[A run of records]
+++
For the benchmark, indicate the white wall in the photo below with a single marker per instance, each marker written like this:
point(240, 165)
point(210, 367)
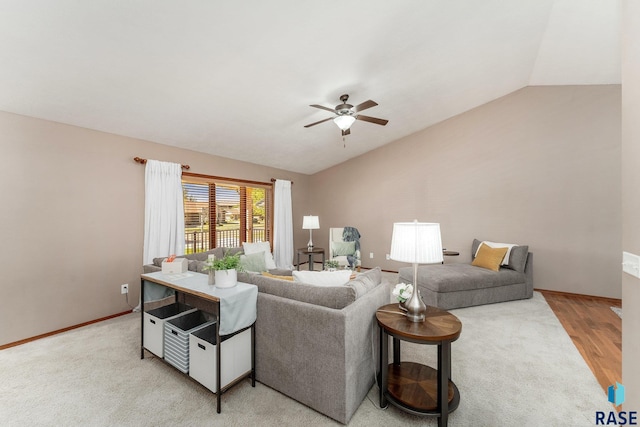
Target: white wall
point(631, 200)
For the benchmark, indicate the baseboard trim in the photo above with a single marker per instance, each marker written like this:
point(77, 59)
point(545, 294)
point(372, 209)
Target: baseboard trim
point(613, 301)
point(59, 331)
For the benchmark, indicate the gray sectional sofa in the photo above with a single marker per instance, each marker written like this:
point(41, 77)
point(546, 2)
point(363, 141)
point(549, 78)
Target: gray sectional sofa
point(315, 344)
point(449, 286)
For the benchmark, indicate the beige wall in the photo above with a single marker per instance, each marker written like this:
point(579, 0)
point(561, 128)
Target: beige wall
point(631, 200)
point(540, 166)
point(71, 220)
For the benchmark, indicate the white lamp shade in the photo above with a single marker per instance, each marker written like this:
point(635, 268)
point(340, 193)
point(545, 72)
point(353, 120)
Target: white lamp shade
point(416, 242)
point(310, 222)
point(344, 122)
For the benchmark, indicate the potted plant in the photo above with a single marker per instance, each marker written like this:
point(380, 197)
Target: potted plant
point(331, 265)
point(225, 270)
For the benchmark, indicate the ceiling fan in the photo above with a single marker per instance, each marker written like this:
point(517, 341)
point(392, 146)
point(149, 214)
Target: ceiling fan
point(346, 114)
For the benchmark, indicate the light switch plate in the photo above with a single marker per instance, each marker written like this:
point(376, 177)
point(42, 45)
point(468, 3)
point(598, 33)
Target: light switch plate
point(631, 264)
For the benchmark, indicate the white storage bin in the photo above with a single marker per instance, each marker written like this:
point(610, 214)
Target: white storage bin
point(176, 337)
point(235, 355)
point(153, 321)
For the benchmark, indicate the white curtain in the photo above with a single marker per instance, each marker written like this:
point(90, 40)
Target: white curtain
point(283, 225)
point(163, 210)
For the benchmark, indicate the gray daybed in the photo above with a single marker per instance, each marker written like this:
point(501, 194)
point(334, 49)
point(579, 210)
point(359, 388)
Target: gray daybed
point(449, 286)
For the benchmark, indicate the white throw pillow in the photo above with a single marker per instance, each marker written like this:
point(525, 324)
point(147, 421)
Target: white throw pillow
point(505, 260)
point(253, 248)
point(322, 278)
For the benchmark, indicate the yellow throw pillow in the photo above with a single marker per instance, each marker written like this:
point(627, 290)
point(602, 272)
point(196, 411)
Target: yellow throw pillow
point(489, 258)
point(266, 273)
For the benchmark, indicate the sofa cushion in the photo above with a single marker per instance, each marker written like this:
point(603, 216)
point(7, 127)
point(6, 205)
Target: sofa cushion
point(489, 258)
point(252, 248)
point(366, 281)
point(275, 276)
point(337, 297)
point(322, 278)
point(253, 262)
point(460, 277)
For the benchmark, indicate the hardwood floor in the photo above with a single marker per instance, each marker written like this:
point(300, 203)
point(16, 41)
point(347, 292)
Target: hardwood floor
point(595, 329)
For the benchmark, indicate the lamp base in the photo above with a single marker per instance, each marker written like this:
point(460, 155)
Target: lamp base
point(416, 308)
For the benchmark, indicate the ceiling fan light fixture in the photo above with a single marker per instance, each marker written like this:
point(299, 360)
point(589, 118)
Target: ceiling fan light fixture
point(344, 122)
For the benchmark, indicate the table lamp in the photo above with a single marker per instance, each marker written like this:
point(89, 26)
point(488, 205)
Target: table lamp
point(310, 222)
point(417, 243)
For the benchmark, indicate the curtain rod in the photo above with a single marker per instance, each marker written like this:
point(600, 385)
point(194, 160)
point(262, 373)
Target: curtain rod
point(274, 180)
point(144, 161)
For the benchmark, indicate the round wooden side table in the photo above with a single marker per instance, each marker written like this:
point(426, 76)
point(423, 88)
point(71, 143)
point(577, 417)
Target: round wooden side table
point(413, 387)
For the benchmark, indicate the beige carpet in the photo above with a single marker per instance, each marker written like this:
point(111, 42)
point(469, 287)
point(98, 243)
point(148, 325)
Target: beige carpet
point(514, 365)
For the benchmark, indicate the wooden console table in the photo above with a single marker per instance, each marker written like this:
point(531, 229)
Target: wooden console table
point(413, 387)
point(238, 302)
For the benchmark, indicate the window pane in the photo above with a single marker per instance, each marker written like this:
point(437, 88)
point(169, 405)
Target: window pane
point(224, 214)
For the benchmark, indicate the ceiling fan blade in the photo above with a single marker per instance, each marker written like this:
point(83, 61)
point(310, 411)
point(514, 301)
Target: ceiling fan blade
point(364, 106)
point(317, 123)
point(322, 108)
point(381, 122)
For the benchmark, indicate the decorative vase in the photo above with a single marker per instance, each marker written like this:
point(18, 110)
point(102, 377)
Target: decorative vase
point(226, 278)
point(416, 309)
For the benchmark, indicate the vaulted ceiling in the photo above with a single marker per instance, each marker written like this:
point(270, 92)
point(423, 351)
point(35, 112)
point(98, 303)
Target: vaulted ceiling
point(236, 78)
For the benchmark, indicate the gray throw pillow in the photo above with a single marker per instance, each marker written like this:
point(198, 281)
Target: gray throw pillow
point(364, 282)
point(518, 258)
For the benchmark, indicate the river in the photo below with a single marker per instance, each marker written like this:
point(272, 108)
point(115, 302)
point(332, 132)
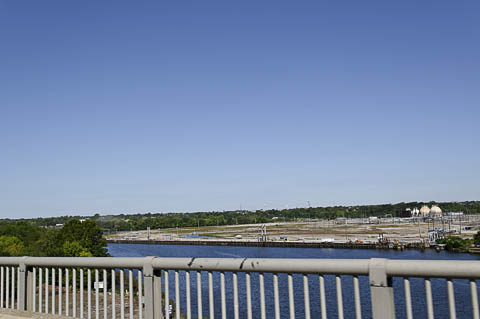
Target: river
point(462, 294)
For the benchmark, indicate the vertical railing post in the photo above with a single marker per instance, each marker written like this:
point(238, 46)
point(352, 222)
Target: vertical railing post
point(381, 290)
point(152, 297)
point(23, 285)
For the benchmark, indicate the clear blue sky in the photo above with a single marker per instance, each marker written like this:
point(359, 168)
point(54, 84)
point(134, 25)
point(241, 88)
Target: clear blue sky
point(137, 106)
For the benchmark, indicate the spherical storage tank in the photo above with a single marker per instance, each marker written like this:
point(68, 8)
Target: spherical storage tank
point(435, 211)
point(424, 211)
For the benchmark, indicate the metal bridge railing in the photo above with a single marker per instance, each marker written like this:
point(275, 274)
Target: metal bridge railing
point(154, 287)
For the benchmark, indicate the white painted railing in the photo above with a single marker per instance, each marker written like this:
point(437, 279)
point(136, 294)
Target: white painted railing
point(154, 287)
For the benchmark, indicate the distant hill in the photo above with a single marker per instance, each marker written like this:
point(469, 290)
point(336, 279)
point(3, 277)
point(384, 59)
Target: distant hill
point(124, 222)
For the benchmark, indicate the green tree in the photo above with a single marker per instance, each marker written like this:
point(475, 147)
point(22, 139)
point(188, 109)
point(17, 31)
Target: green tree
point(87, 233)
point(11, 246)
point(74, 249)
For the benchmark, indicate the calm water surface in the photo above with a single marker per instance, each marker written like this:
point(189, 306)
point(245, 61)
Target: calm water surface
point(462, 294)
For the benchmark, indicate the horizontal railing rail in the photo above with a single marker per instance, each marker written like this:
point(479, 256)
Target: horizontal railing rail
point(155, 287)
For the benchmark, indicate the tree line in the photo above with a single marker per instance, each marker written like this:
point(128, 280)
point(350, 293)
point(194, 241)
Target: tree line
point(74, 239)
point(125, 222)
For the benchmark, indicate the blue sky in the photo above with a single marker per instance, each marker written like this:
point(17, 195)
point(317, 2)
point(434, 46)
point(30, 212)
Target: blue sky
point(121, 106)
+++
**Problem to solve**
Rewrite all of the material above with every instance of "single marker" changed to "one marker" and nothing else altered. Omit the pictures from your answer.

**The result**
For the benchmark, indicate the white wall in the photo below with a one marker per instance, each marker written like this:
point(240, 165)
point(210, 367)
Target: white wall
point(631, 200)
For the benchmark, indicate the baseboard trim in the photo above with a one marker per instance, each marker written like this:
point(77, 59)
point(545, 294)
point(372, 209)
Target: baseboard trim
point(613, 301)
point(59, 331)
For the benchmark, indicate the gray sectional sofa in the photo above with a one marker per instance, each marker written like this:
point(41, 77)
point(546, 2)
point(363, 141)
point(549, 78)
Target: gray sectional sofa
point(315, 344)
point(449, 286)
For the benchmark, indicate the beige wall in the photo above with a one marker per instance, each marker written like this:
point(579, 0)
point(561, 128)
Target: beige wall
point(631, 200)
point(540, 166)
point(71, 220)
For the benchmark, indicate the white lamp shade in the photo above with a one marker per instance, each marker written like this:
point(635, 268)
point(340, 193)
point(545, 72)
point(353, 120)
Target: white lamp shade
point(416, 242)
point(310, 222)
point(344, 122)
For the benchmark, indicate the potted plant in the photo above with a one marker per instance, each marker written like this:
point(380, 197)
Target: potted plant
point(331, 265)
point(225, 270)
For the benchmark, indicate the ceiling fan in the photo above with a one marker per instance, each marker written like this:
point(517, 341)
point(392, 146)
point(149, 214)
Target: ceiling fan
point(346, 114)
For the benchmark, indicate the light switch plate in the photo above with a one marker per instance, each marker written like this:
point(376, 177)
point(42, 45)
point(468, 3)
point(598, 33)
Target: light switch plate
point(631, 264)
For the benchmark, indicate the white storage bin in the photo above with a one marker per instance, each marker written like this:
point(610, 214)
Target: white storage bin
point(176, 337)
point(235, 355)
point(153, 321)
For the benchmark, indicate the white curtain in the photo above with a one marker per instance, each marker written like this:
point(90, 40)
Target: white curtain
point(283, 225)
point(163, 210)
For the benchmark, indicate the gray daybed in the photo above with a one marker per instance, each marker written like this:
point(501, 194)
point(334, 49)
point(579, 210)
point(359, 388)
Target: gray daybed
point(449, 286)
For the benchmark, indicate the white throw pillow in the photo above with a one marker per instance, each marker written like this:
point(525, 324)
point(147, 421)
Target: white throw pillow
point(505, 260)
point(253, 248)
point(322, 278)
For the benchmark, indicate the yellow throw pillow in the photo above with a one marker per instance, each marker written like this:
point(627, 290)
point(602, 272)
point(196, 411)
Target: yellow throw pillow
point(489, 258)
point(266, 273)
For the benchmark, indicate the sofa cushion in the photo above with a one marker per instance, each marker written like this:
point(603, 216)
point(7, 127)
point(6, 205)
Target: sofa cushion
point(489, 258)
point(252, 248)
point(366, 281)
point(275, 276)
point(337, 297)
point(322, 278)
point(253, 262)
point(460, 277)
For the benchmark, indicate the hardwood floor in the photo above with a one marker per instance, each marker written like this:
point(300, 203)
point(16, 41)
point(347, 292)
Target: hardwood floor
point(595, 329)
For the benchmark, indicate the lamp base in the photo above with a one marker per instance, each marker written like this:
point(460, 155)
Target: lamp base
point(416, 308)
For the benchmark, indicate the ceiling fan light fixture in the photo above with a one marker per instance, each marker written like this:
point(299, 360)
point(589, 118)
Target: ceiling fan light fixture
point(344, 122)
For the benchmark, indicate the table lamp in the photo above with a one marker per instance, each marker written like this:
point(89, 26)
point(488, 205)
Target: table lamp
point(310, 222)
point(417, 243)
For the benchmark, indicate the curtain rod in the photo above with a one marker per instance, each marker written like this:
point(600, 385)
point(194, 160)
point(262, 373)
Target: curtain rod
point(274, 180)
point(144, 161)
For the benchmark, indicate the round wooden side table in the photo above with a one marker per instance, each marker written like this:
point(426, 76)
point(423, 88)
point(71, 143)
point(577, 417)
Target: round wooden side table
point(413, 387)
For the benchmark, indicate the beige carpet in the photo above with a one marker per instance, each marker written like this:
point(111, 42)
point(469, 287)
point(98, 243)
point(148, 325)
Target: beige carpet
point(514, 365)
For the benchmark, indicate the wooden console table in the photo above with a one marker per instance, each marker written like this:
point(531, 229)
Target: wooden console table
point(413, 387)
point(238, 302)
For the benchmark, indicate the window pane in the photo above with a one marker per instance, each marker written like this:
point(437, 88)
point(169, 405)
Target: window pane
point(224, 214)
For the benchmark, indicate the ceiling fan blade in the photo above with a one marker per instance, each marker written like this:
point(83, 61)
point(310, 411)
point(514, 301)
Target: ceiling fan blade
point(364, 106)
point(317, 123)
point(322, 108)
point(381, 122)
For the benchmark, indicate the decorative vase in the photo above with a one marker per instance, each marker written like this:
point(18, 110)
point(102, 377)
Target: decorative vase
point(226, 278)
point(416, 309)
For the benchmark, indicate the vaulted ceiling in the photo above with a one marker per instance, each marker written like this:
point(270, 92)
point(423, 351)
point(35, 112)
point(98, 303)
Target: vaulted ceiling
point(236, 78)
For the benchmark, indicate the gray throw pillow in the photo above with a one marker per instance, each marker written like this:
point(198, 281)
Target: gray throw pillow
point(364, 282)
point(518, 258)
For the benchmark, indicate the river in the photo below with a one marker per instance, each marker written like this:
point(272, 108)
point(115, 302)
point(332, 132)
Target: river
point(462, 294)
For the benchmark, indicate the vertical railing post in the photo above with a one marker per instance, each marker written like this:
point(238, 46)
point(352, 222)
Target: vertical railing post
point(381, 290)
point(152, 297)
point(23, 285)
For the benchmark, indicate the clear blue sky in the photo above with a one marker per instance, each marker written like this:
point(359, 168)
point(54, 84)
point(134, 25)
point(241, 88)
Target: clear blue sky
point(137, 106)
For the benchmark, indicate the spherical storage tank in the photo above with a one marker per instance, each marker written like this:
point(68, 8)
Target: spherical storage tank
point(435, 211)
point(424, 211)
For the benchmark, indicate the metal bridge railing in the photo above with a one marker per instance, each marker written like this:
point(275, 274)
Target: metal bridge railing
point(154, 287)
For the benchmark, indicate the white painted railing in the photo above with a one marker per instance, each marker written like this:
point(437, 279)
point(136, 294)
Target: white painted railing
point(154, 287)
For the benchmark, indicate the distant hill in the photo above with a one marker per instance, each marker written like this:
point(469, 290)
point(336, 279)
point(3, 277)
point(384, 59)
Target: distant hill
point(124, 222)
For the benchmark, indicate the green tree in the photo above with a one marker per instance, each marker written like this:
point(475, 147)
point(22, 139)
point(188, 109)
point(17, 31)
Target: green tree
point(87, 233)
point(11, 246)
point(74, 249)
For the benchmark, indicate the calm water surface in the photo above with a one marker per instance, each marker written like this:
point(189, 306)
point(245, 61)
Target: calm water surface
point(462, 294)
For the benchmark, indicate the horizontal railing rail in the photo above with a one marker per instance, each marker written like this:
point(479, 256)
Target: horizontal railing rail
point(155, 287)
For the benchmark, indicate the tree line in the photo above with a one marker per instance, each marker written like this:
point(128, 280)
point(350, 293)
point(194, 241)
Target: tree line
point(74, 239)
point(125, 222)
For the benchmark, indicate the blue sky in the photo above with a one marker per instance, each marker written like this:
point(17, 195)
point(317, 2)
point(434, 46)
point(30, 212)
Target: blue sky
point(121, 106)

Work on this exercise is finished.